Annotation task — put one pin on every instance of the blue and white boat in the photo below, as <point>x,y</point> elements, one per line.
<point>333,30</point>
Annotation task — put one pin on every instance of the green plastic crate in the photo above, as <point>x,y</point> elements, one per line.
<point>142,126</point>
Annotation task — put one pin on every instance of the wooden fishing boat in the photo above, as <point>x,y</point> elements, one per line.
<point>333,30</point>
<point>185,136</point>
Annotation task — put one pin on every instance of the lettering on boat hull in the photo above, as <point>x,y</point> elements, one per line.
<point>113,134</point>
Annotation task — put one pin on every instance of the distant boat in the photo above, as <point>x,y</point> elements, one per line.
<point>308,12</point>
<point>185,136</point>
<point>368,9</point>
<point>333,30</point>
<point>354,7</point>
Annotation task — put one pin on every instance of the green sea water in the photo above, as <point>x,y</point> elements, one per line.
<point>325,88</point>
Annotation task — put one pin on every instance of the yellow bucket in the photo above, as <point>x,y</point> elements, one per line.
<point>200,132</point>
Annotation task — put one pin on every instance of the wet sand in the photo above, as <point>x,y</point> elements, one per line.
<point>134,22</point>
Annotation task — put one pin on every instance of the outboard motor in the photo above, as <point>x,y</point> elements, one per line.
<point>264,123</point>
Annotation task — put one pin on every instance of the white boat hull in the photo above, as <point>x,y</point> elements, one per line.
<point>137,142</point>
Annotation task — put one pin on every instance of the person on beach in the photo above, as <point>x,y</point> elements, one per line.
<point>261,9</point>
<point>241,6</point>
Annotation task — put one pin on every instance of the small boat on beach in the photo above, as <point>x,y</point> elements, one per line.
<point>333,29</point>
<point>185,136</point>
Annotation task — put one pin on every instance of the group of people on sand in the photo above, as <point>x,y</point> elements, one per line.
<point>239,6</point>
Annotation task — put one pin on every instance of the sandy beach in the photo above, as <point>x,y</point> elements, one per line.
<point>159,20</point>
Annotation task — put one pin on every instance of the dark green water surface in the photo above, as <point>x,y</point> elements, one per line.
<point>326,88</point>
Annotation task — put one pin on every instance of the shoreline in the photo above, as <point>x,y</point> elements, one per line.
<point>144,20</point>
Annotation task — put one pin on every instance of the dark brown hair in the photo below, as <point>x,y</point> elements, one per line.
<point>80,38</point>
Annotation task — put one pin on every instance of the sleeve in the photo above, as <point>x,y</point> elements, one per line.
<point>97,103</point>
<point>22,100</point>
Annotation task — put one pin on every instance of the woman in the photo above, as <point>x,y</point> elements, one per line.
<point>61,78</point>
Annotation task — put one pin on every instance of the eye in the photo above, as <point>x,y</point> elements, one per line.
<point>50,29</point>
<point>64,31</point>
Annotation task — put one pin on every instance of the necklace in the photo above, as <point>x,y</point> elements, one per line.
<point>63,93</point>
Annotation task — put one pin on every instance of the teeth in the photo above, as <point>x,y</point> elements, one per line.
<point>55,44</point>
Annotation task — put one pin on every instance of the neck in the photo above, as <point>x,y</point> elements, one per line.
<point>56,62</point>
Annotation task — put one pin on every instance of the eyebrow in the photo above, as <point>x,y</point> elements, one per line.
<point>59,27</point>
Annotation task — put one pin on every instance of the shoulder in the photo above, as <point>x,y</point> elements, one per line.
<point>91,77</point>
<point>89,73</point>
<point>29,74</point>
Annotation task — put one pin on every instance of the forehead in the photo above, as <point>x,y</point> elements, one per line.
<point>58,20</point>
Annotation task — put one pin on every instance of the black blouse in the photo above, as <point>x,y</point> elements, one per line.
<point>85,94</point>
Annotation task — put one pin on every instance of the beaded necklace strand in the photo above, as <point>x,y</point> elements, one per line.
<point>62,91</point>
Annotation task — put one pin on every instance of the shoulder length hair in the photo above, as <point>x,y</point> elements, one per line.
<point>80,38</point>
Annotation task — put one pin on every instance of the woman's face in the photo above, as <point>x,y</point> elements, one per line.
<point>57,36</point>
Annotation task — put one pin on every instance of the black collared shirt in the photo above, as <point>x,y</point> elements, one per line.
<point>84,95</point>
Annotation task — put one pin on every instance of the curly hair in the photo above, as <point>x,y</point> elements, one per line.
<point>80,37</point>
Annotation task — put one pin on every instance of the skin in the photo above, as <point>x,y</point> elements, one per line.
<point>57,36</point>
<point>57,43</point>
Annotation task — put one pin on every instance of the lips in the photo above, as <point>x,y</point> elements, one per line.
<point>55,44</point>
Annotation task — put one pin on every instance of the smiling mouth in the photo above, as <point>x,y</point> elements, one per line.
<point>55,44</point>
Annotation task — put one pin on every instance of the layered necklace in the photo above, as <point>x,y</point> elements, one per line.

*What the task requires:* Rewrite every line from the one containing "of the yellow" down to the one containing "<point>137,142</point>" above, raising each coordinate in the answers by 8 and leaving the other lines unchanged.

*Solution to this problem:*
Annotation task — put one pin on every instance of the yellow bucket in the photo above, as <point>x,y</point> elements, one per line.
<point>208,140</point>
Annotation task — put one pin on every instance of the wet sand in the photo above, as <point>x,y</point> elements, one per line.
<point>142,30</point>
Annotation task — put one pin on every instance of the outboard motor in the photo above, as <point>x,y</point> elements, one per line.
<point>272,131</point>
Annotation task — put one pin on every instance of the white boat hull in the photo above, as <point>x,y</point> elements, one per line.
<point>145,150</point>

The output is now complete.